PROBLEM TO SOLVE: Rewrite the listing below as a numbered list, leaving out any blank lines.

PROVIDED RECORDS:
□ □ □

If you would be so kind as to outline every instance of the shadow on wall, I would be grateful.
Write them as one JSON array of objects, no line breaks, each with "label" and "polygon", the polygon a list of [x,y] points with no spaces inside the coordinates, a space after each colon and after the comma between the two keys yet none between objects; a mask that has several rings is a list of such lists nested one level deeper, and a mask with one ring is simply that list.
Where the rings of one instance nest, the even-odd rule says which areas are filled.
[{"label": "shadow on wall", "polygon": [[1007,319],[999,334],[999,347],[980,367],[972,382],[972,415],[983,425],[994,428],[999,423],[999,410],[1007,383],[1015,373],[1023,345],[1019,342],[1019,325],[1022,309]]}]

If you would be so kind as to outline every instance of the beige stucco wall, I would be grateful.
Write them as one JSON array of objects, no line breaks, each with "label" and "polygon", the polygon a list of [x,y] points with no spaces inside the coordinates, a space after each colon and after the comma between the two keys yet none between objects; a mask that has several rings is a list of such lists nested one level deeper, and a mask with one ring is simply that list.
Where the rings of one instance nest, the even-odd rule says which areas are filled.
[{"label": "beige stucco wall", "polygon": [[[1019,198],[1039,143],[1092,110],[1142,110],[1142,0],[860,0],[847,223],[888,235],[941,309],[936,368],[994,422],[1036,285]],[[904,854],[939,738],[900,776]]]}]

□ □ □

THE OUTPUT:
1. If you would be so kind as to outline every instance of the shadow on wall, I would be grateful.
2. Write them as one JSON array of objects, no line breaks, each with "label" and "polygon", the polygon a list of [x,y] points with no spaces inside the coordinates, a space after each colon and after the comma between the two keys yet none between objects; a mask that has several rings is a list of such lists nested one level deeper, and a mask with one ring is simply that list.
3. Where the rings of one instance nest, the even-odd rule says which areas are filled.
4. [{"label": "shadow on wall", "polygon": [[1007,319],[999,334],[999,347],[980,367],[972,382],[972,415],[983,425],[994,428],[999,423],[999,410],[1007,383],[1015,373],[1023,345],[1019,342],[1019,325],[1022,309]]}]
5. If you would be so kind as to outline every instance of the beige stucco wall, I would be grateful.
6. Write them as one JSON array of objects, no line breaks, each with "label" and "polygon", the polygon a list of [x,y] points with no spaces inside the coordinates, a space after each colon and after the comma between the two keys yet none between objects; a mask that has several rings is a list of such lists nested one level deeper, and a mask with one ring is simply that list.
7. Where the rings of one instance nest, the even-odd rule says which areas are filled.
8. [{"label": "beige stucco wall", "polygon": [[[1019,198],[1039,143],[1092,110],[1142,110],[1142,0],[860,0],[847,223],[888,235],[941,309],[936,368],[994,422],[1036,285]],[[904,854],[939,738],[900,776]]]}]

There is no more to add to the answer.